● **Extracted text**
- - - -
BTW: If a number in brackets is next to a player or pair, that was their number seed for the respective competition, i: e Sue Barker (3).

Spain’s Rafael Nadal (2) won his second Men’s Singles title in three years. After not being fit to play last year he considered himself to be the reigning Champion, and he ‘defended’ his title with a: 6-3 7-5 6-4 win over Tomáš Berdych (12) of the Czech Republic in the Final.

Berdych proved that on his day he can beat the best with a: 6-4 3-6 6-1 6-4 Quarter-Final victory over six-times (and reigning) Champion Roger Federer (1) of Switzerland. Berdych then went and beat Serbia’s Novak Djokovic (3): 6-3 7-6(9) 6-3 in the Semi-Final. Nadal however just proved to be one big name too many.

Roger Federer never looked as good as he had done in the past years. He faced Match-Point in his opening match against Colombia’s Alejandro Falla, but came back to win: 5-7 4-6 6-4 7-6(1) 6-0. Nadal was also taken to five sets in his Second Round and Third Round matches by Robin Haase (Netherlands) and Philipp Petzschner (Germany, (33)) respectively.

It was Nadal himself who put out Scotland’s Andy Murray (4) in the Semi-Finals: 6-4 7-6(6) 6-4. The wait for a British Grand Slam Champion goes on.

This year’s men’s draw was annoyingly the first ever not to have a single Englishman in it. The only Brits in the draw were Murray and wildcard Jamie Baker (both Scottish). Baker lost in the First Round to German Andreas Beck: 7-6(4) 6-3 6-4.

On the Women’s side of the singles draw, American Serena Williams (1) successfully defended her title by defeating Russian Vera Zvonareva (21): 6-3 6-2 in the Final. Zvonareva actually beat the other William’s sister, Venus (2) in the Quarter-Finals: 6-2 6-3.

The unseeded pair of Jürgen Melzer (Austria) and Philipp Petzschner (of Nadal five set fame) won the Men’s Doubles title. They beat Sweden’s Robert Lindstedt and Romania’s Horia Tecău (16): 6-1 7-5 7-5 in the Final.

The Women’s Double’s was won by the unseeded pair of American Vania King and Kazakhstan’s Yaroslava Shvedova. They won their Final against the unseeded Russian pair of Elena Vesnina and Vera Zvonareva (who contested the Women’s Singles Final earlier that afternoon): 7-6(6) 6-2.

Vesnina and Zvonareva beat the reigning Champions (the William’s sisters (1)) in the Quarter-Finals: 3-6 6-3 6-4. So it wasn’t all bad news for Zvonareva.
- - - -
● **Record excerpts**
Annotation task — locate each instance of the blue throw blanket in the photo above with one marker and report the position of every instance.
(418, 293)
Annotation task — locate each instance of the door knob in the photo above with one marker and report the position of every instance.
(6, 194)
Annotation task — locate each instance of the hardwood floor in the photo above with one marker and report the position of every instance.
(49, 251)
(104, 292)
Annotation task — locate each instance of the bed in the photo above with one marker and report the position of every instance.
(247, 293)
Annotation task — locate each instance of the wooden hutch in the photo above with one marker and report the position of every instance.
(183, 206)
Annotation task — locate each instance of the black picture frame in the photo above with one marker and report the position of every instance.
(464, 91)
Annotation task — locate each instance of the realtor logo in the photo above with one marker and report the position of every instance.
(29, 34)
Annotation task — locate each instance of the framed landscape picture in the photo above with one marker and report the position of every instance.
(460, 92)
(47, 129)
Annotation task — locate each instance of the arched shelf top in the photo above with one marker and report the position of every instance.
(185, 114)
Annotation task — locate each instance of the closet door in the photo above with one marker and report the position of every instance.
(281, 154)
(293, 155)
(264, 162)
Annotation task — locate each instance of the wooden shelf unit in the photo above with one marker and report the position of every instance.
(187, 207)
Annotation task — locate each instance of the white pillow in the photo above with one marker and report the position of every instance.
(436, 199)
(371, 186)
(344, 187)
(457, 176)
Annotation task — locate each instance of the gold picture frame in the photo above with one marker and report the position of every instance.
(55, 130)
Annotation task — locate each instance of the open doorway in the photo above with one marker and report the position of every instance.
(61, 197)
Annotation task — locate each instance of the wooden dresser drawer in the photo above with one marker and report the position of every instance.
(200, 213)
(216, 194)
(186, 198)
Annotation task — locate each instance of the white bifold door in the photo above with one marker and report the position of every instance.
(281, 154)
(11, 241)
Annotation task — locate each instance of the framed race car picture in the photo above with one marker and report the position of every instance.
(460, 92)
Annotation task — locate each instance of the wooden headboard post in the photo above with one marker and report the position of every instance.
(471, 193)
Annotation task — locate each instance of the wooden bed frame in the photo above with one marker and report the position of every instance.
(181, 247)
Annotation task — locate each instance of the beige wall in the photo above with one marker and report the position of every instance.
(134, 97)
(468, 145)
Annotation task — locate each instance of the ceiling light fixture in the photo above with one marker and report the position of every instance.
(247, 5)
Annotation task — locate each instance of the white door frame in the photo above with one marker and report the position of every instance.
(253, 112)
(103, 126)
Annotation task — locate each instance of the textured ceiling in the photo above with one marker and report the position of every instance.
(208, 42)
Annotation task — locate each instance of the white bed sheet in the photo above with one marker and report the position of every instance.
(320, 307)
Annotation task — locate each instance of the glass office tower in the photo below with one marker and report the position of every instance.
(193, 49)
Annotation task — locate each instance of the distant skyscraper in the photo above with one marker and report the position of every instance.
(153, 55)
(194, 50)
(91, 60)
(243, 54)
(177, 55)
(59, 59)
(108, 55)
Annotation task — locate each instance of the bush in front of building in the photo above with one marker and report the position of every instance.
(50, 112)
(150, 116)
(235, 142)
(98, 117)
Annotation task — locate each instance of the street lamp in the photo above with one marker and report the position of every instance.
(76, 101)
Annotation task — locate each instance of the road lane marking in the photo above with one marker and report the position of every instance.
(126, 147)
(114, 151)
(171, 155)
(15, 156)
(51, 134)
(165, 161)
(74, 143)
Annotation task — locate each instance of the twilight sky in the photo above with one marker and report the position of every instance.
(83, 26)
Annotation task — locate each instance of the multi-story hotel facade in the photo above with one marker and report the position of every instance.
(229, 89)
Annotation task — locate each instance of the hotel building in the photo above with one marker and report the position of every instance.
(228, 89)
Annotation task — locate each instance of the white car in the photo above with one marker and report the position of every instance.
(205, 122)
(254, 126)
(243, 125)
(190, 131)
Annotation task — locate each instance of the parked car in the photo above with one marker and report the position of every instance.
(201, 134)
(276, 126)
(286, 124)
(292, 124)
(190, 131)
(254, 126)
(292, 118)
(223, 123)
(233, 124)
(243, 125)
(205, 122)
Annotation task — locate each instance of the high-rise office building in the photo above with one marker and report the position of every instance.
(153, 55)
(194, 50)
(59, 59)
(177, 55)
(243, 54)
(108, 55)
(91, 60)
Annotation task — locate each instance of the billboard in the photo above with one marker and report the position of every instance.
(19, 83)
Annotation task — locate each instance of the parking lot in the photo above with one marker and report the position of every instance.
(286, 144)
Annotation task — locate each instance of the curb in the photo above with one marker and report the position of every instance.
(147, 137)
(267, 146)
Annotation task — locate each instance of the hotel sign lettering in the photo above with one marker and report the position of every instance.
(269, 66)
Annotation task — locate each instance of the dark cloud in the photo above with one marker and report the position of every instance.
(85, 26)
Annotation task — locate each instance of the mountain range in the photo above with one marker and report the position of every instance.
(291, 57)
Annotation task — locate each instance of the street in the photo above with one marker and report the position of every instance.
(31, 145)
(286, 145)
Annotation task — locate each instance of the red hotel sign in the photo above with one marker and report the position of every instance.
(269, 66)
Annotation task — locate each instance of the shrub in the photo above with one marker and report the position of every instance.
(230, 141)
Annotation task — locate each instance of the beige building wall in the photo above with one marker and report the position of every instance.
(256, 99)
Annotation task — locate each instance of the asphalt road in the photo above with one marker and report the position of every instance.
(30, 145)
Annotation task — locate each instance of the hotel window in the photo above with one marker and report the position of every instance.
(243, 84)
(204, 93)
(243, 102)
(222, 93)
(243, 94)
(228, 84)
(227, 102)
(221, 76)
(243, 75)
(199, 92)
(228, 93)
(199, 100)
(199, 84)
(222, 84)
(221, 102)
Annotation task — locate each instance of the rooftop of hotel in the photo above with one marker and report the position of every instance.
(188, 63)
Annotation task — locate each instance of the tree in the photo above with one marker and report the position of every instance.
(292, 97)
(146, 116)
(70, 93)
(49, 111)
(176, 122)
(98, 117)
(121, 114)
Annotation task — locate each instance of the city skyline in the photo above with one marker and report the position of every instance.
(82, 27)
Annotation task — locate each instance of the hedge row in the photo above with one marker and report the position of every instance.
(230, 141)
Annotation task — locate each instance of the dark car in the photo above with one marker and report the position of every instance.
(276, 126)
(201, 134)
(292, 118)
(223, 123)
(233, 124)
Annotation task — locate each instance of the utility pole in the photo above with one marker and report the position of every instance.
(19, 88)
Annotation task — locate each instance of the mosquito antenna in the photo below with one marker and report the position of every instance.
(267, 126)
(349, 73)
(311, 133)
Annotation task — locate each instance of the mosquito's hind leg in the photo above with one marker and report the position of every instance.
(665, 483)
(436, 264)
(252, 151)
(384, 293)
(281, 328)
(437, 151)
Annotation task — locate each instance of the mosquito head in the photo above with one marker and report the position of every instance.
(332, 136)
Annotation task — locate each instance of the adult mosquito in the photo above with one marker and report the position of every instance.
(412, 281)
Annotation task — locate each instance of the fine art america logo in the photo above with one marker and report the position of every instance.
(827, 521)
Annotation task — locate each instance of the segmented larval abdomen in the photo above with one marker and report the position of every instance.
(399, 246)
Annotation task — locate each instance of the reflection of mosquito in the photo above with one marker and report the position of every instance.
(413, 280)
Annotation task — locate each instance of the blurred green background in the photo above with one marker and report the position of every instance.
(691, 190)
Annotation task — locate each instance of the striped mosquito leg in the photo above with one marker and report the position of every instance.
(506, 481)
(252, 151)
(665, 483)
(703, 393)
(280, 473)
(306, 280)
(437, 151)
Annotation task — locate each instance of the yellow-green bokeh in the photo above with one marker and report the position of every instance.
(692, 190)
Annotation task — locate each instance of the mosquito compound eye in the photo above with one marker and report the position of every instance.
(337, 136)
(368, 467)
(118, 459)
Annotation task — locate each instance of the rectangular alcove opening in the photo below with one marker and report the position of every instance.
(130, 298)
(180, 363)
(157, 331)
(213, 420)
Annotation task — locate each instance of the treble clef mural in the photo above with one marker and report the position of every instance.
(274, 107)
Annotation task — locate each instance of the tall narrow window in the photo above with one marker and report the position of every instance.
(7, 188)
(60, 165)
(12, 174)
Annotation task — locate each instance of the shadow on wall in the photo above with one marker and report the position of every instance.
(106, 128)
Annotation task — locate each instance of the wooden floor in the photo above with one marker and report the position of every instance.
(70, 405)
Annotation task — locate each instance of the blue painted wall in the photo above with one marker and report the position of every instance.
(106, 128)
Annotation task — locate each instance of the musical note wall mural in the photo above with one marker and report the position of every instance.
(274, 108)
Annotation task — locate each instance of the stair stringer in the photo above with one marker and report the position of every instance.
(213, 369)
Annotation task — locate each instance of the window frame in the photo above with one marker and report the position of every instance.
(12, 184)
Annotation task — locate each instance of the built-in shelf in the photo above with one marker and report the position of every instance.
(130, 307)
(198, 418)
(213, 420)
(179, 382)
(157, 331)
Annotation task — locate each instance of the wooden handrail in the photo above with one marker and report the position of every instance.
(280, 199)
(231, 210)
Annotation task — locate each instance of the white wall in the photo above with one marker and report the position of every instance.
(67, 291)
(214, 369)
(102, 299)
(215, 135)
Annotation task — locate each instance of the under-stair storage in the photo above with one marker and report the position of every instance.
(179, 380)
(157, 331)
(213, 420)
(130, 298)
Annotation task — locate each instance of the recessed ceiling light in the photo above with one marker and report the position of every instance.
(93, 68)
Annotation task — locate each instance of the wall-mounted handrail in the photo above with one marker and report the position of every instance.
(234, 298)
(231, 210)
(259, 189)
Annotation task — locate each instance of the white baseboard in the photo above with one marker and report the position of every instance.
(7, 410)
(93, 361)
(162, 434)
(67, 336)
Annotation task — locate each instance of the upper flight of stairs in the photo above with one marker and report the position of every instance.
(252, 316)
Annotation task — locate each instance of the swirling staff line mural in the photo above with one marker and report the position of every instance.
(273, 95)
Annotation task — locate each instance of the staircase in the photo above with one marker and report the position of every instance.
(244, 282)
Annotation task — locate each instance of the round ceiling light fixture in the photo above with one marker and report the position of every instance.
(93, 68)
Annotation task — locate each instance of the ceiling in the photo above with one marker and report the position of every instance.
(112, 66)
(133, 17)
- - - -
● **Stated goal 1**
According to the tennis report, why was it not all bad news for Zvonareva? Answer in one to three sentences.
● **Stated goal 2**
Return every line of the records that contains the string "framed".
The records are unrelated to the tennis report.

● **Written solution 1**
She and Elena Vesnina beat the reigning champions, the Williams sisters, 3-6 6-3 6-4 in the Women's Doubles Quarter-Finals. That win came even though she lost both the Women's Singles Final and the Women's Doubles Final.

● **Written solution 2**
Annotation task — locate each instance of the framed landscape picture in the photo above with one marker and report the position of every instance.
Annotation task — locate each instance of the framed race car picture in the photo above with one marker and report the position of every instance.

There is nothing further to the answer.